▶ WHAT IS REQUIRED: Filter the records below and copy every line that contains the word "gray". Case counts.

▶ MATERIAL FOR THIS TASK:
## BEGIN

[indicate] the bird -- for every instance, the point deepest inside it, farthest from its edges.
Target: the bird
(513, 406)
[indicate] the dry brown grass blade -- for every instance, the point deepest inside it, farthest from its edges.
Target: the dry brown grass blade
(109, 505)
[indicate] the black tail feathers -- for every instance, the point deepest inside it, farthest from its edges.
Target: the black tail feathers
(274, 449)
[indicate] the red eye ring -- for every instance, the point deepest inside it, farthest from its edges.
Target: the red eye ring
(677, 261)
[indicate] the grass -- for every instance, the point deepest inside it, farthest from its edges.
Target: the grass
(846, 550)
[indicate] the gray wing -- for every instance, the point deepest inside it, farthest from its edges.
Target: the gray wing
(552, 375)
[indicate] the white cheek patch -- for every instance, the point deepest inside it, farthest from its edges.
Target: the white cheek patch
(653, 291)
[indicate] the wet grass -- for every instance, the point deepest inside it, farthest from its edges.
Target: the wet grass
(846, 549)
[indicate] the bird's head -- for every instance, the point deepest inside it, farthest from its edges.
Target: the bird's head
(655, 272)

## END
## BEGIN

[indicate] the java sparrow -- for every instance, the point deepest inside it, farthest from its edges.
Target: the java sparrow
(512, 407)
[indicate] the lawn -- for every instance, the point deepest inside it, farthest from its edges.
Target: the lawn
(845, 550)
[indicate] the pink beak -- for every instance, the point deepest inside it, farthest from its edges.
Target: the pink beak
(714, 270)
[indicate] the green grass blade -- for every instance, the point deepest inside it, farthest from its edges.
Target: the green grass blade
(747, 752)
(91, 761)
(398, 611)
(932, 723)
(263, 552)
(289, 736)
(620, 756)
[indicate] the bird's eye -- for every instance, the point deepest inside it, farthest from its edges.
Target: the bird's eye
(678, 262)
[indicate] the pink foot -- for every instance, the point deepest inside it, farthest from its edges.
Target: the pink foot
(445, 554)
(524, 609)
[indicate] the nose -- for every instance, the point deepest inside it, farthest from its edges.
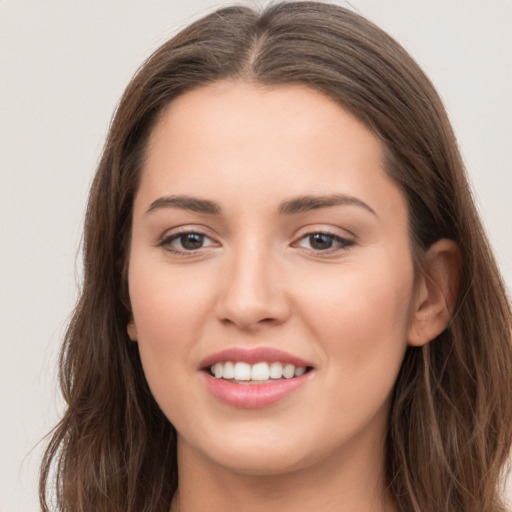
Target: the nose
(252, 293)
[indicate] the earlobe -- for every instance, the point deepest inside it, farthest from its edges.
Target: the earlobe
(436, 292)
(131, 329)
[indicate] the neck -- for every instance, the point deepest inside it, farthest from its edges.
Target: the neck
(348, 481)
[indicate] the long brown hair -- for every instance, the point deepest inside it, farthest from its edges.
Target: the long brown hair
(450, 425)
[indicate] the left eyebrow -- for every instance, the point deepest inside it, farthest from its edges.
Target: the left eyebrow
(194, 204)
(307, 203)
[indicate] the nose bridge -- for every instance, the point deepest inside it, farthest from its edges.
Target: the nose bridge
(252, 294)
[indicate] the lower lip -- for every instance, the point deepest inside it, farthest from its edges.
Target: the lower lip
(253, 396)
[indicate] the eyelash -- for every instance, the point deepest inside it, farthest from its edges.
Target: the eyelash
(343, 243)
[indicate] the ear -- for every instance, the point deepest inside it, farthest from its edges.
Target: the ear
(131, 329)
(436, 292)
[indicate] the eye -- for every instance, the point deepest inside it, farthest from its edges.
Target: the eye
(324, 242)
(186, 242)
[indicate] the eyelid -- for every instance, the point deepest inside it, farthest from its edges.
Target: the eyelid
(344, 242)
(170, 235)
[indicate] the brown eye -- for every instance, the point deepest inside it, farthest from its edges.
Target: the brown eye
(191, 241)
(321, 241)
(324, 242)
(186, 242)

## END

▶ EXERCISE RESPONSE:
[indicate] the gray wing -- for every instance, the point deepest inside it, farthest from its edges.
Target: the gray wing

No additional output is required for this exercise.